[START Supplied entries]

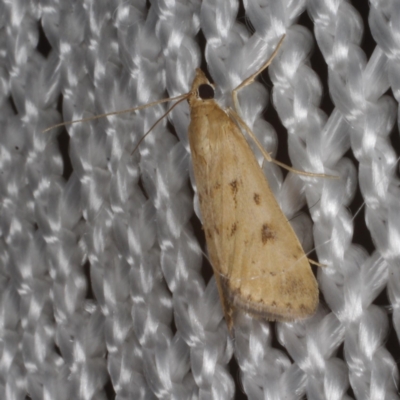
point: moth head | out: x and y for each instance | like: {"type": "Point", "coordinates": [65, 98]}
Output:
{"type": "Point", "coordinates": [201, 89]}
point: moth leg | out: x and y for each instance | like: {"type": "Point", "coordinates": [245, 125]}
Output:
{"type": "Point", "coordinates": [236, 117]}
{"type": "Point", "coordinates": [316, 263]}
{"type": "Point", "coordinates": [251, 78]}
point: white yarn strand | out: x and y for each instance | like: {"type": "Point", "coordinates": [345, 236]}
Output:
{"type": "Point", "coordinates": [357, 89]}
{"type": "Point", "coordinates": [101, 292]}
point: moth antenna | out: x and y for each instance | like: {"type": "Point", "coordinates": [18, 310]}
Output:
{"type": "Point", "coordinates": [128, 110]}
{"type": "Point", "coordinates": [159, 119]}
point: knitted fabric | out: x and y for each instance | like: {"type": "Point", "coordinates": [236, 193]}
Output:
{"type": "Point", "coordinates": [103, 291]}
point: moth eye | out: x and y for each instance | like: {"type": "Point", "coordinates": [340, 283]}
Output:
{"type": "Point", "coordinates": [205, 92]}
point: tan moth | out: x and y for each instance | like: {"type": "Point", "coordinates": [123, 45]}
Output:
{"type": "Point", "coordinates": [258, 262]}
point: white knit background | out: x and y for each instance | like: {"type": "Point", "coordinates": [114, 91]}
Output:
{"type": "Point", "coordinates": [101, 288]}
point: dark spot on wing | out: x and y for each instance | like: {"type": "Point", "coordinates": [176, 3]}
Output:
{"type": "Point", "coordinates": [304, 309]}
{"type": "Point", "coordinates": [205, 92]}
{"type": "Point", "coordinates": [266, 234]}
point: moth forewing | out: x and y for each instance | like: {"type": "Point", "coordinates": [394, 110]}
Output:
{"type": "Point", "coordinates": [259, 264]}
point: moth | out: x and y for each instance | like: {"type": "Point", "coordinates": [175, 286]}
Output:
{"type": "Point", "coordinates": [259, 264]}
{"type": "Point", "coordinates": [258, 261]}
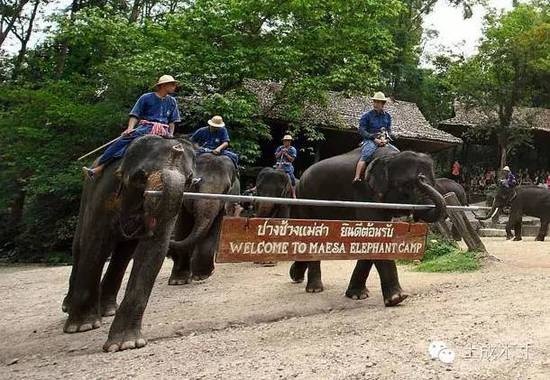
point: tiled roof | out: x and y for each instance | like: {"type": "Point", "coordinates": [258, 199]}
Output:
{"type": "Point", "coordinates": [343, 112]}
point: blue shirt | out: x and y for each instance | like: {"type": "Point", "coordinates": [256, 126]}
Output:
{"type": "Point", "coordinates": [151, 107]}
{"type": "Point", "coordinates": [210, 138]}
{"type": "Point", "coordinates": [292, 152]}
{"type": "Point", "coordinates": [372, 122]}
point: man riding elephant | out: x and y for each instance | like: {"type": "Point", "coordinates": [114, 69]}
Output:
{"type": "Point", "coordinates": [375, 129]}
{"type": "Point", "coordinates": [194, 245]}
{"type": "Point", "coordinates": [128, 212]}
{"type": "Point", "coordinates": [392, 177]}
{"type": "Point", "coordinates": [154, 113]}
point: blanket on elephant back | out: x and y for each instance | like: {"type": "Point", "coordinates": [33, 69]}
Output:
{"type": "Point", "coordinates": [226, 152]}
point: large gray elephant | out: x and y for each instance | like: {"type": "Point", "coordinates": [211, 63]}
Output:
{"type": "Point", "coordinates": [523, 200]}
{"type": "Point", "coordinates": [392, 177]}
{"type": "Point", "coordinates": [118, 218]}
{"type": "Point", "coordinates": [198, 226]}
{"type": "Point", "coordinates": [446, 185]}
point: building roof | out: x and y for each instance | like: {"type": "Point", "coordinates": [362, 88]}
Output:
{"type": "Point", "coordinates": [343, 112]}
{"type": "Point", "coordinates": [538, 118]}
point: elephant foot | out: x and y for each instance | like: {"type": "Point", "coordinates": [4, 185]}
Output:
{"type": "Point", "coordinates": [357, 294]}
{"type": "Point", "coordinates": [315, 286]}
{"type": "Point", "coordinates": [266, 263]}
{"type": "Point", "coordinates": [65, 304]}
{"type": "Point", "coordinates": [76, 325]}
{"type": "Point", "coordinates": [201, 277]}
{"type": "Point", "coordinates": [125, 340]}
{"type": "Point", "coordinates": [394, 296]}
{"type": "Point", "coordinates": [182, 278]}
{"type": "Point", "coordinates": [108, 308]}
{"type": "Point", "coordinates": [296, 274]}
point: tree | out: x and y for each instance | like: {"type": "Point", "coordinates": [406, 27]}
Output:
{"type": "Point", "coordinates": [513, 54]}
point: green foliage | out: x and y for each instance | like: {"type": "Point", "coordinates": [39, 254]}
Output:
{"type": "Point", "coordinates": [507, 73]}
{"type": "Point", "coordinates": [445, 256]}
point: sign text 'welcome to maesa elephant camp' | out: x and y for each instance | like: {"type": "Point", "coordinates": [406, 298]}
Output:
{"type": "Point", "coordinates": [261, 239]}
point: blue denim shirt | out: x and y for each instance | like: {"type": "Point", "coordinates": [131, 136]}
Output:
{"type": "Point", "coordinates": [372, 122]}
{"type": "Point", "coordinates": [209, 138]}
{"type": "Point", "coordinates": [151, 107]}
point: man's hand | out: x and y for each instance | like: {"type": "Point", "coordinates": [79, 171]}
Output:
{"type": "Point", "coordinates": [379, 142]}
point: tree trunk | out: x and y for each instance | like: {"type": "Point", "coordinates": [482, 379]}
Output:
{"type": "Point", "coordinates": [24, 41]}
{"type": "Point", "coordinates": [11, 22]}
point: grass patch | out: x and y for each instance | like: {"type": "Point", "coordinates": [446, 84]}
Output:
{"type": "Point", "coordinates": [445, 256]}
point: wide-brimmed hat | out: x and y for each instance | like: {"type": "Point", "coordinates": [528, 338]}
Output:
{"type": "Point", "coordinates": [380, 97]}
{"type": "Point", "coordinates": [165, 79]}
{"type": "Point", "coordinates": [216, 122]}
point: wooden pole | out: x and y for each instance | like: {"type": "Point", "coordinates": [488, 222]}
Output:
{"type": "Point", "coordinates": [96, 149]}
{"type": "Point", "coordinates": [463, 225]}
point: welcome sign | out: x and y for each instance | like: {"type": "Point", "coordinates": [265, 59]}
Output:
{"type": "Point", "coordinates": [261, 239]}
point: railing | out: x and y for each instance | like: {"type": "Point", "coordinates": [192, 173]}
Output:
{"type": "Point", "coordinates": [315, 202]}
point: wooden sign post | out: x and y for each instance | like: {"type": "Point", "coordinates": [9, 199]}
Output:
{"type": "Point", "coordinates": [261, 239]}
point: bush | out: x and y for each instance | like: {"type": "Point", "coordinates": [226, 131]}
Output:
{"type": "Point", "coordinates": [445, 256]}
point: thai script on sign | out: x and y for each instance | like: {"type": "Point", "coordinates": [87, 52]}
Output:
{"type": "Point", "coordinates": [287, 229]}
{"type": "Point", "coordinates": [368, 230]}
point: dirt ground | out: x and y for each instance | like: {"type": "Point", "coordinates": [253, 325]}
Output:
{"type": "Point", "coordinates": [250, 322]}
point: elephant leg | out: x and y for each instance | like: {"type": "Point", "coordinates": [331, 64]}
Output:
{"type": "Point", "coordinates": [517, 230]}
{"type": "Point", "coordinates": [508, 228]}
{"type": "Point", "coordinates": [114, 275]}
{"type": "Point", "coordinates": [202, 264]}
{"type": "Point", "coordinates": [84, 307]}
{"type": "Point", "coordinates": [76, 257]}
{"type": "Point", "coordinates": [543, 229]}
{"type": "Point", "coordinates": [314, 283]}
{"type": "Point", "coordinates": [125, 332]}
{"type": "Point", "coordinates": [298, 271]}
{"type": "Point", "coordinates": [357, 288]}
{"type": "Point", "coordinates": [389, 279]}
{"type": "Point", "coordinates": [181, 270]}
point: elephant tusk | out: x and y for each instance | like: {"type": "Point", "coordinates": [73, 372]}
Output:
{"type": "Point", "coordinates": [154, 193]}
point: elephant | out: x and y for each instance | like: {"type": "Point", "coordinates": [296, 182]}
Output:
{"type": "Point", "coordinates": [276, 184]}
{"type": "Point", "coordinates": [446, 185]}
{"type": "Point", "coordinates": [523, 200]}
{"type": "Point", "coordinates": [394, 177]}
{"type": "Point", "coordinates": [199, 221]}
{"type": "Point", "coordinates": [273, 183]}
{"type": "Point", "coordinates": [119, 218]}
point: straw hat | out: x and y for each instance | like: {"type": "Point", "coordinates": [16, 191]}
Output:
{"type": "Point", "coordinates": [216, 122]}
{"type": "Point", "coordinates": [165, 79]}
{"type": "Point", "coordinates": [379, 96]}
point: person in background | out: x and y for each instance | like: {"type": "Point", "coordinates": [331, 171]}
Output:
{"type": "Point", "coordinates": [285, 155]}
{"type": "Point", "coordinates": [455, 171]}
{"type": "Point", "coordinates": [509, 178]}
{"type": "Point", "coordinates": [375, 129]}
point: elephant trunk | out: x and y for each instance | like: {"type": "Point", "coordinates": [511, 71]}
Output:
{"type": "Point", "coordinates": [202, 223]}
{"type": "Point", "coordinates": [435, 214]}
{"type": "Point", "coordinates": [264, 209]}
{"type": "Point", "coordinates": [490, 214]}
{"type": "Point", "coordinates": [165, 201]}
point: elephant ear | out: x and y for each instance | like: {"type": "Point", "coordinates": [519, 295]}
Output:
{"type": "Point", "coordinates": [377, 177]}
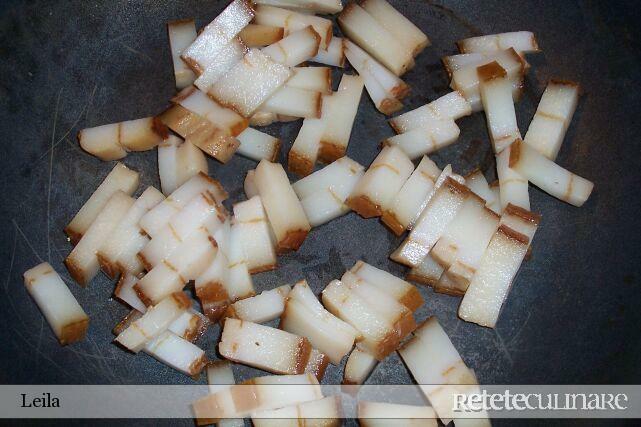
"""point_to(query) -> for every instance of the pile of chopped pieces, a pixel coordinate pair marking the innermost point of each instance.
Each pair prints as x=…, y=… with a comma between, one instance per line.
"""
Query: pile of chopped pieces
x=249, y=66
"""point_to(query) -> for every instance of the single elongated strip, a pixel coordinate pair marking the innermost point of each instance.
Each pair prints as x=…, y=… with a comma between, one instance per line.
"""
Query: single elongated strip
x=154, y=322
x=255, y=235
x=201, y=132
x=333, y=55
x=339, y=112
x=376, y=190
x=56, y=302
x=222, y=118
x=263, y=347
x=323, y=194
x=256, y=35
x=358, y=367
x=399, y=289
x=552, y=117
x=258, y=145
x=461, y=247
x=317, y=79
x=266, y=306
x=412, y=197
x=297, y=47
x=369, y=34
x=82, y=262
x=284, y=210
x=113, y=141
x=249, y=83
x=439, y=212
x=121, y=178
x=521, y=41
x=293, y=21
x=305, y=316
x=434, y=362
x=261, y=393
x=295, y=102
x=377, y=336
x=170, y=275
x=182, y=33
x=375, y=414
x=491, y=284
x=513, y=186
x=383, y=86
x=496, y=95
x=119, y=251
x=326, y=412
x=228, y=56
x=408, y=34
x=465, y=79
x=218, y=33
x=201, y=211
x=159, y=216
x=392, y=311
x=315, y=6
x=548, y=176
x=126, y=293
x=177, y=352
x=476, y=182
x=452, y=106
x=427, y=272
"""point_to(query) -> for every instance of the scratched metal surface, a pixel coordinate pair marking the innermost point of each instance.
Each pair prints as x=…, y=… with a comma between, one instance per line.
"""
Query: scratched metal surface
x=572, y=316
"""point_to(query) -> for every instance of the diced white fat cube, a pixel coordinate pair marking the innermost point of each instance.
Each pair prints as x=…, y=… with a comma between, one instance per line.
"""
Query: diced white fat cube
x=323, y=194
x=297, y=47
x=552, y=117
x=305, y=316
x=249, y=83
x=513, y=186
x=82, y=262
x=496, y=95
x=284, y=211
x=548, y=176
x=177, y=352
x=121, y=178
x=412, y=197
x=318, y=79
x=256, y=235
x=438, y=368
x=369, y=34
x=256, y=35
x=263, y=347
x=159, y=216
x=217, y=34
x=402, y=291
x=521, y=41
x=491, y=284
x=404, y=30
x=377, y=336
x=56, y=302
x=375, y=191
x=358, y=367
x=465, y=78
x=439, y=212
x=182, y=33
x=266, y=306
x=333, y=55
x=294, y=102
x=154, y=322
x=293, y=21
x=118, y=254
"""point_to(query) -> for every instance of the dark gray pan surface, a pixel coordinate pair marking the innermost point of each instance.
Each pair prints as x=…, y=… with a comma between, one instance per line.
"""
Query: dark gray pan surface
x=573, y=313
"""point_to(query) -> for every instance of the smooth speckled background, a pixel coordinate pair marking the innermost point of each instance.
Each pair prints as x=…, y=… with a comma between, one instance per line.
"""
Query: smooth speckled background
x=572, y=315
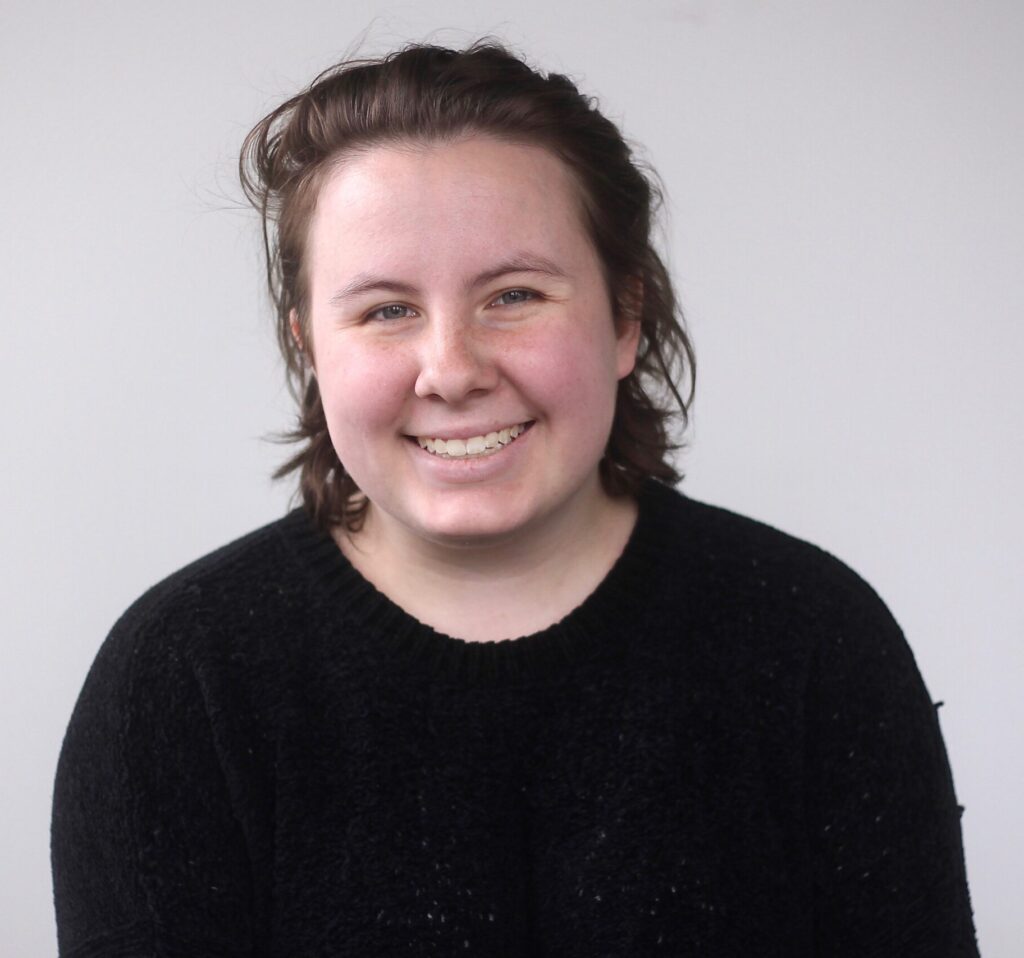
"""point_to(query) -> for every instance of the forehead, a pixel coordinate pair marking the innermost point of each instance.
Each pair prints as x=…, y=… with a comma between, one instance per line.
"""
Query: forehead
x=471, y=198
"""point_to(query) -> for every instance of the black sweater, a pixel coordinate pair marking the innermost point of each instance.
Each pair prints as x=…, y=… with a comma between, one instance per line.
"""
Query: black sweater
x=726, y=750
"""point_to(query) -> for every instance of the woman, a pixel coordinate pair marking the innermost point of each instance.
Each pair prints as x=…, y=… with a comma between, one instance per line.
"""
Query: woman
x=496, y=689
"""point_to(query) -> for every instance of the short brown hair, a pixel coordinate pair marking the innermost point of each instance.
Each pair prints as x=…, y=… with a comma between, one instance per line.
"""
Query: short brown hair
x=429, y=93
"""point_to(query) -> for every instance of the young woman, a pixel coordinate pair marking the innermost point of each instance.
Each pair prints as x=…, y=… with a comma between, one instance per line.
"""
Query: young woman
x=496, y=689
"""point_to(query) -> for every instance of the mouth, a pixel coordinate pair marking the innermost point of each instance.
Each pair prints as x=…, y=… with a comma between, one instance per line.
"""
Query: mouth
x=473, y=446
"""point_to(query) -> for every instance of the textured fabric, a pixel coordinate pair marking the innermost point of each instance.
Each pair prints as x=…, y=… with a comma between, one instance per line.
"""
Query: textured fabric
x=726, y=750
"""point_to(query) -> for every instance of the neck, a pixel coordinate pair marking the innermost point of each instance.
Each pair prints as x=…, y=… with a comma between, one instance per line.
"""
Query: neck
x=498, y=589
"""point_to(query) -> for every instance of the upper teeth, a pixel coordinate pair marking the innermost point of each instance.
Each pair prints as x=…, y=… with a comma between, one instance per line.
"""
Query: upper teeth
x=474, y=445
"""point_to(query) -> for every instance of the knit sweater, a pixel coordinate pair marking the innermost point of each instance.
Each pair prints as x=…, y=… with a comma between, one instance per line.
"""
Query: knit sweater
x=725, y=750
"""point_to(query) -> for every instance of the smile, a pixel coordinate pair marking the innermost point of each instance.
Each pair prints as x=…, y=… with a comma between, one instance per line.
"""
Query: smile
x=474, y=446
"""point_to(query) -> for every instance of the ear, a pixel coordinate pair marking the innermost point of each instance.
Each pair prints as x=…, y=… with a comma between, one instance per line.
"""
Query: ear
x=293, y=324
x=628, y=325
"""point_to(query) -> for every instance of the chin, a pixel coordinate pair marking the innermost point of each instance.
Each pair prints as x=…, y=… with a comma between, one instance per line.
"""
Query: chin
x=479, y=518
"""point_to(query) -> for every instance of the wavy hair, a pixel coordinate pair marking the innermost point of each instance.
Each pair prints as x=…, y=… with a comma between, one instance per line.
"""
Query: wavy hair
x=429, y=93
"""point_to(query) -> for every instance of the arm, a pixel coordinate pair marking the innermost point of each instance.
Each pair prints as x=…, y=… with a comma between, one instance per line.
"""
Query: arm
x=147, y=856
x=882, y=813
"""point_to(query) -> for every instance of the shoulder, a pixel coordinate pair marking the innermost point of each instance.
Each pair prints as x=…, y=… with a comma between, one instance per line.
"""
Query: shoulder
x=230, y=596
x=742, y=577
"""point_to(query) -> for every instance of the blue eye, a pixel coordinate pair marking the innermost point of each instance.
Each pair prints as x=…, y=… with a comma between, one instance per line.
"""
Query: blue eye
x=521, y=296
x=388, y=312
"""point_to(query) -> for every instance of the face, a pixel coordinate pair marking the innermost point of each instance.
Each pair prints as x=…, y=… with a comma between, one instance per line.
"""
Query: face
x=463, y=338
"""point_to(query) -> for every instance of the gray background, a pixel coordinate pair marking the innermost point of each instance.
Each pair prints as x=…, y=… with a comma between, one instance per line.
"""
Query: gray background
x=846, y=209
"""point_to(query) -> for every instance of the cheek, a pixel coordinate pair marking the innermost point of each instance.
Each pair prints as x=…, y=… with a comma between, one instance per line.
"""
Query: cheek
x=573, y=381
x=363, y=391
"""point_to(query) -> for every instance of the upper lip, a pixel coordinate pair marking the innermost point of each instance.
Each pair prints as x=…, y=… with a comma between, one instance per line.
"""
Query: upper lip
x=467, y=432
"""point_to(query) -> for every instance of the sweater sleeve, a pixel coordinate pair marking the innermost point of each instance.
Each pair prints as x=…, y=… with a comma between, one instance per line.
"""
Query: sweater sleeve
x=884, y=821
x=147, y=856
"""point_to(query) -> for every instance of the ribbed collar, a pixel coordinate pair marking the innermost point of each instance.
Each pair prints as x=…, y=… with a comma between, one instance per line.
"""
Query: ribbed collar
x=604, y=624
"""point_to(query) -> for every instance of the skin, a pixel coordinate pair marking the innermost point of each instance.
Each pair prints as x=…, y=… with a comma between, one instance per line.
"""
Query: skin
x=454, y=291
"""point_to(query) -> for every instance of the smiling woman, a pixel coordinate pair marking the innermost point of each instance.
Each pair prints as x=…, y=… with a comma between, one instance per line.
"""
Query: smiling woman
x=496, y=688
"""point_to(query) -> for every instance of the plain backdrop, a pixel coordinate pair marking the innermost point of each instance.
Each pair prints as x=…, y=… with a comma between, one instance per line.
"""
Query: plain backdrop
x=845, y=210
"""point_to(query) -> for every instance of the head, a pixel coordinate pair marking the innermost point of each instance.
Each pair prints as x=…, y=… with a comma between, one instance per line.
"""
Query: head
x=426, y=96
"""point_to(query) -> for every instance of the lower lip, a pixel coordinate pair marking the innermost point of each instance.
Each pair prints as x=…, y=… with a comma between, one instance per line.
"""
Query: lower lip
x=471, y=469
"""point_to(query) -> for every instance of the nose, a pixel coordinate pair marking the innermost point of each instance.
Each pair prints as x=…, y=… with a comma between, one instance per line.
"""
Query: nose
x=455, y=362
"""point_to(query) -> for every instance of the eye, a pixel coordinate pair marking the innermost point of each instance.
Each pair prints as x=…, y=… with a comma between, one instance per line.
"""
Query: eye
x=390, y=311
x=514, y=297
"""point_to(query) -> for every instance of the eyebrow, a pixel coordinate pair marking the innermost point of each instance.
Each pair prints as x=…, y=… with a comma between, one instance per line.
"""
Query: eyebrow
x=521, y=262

[END Supplied entries]

Please write out the stretch of the material from the line that contains "of the wavy" through the line that contains "x=882, y=813", both included, copying each line exactly.

▸ **Solution**:
"""point_to(query) -> for every instance of the wavy hair, a pixel coordinate pair marking the innermost point of each instance.
Each pair prints as x=…, y=… with a comma between, one instance per line.
"""
Query: wavy hair
x=429, y=93
"""point_to(query) -> for every instance of the arm, a pixel coordinate pair marking the innermost point of each instance.
Each pair prints as x=…, y=… with a comma between, one instance per line.
"""
Query: arm
x=147, y=856
x=882, y=813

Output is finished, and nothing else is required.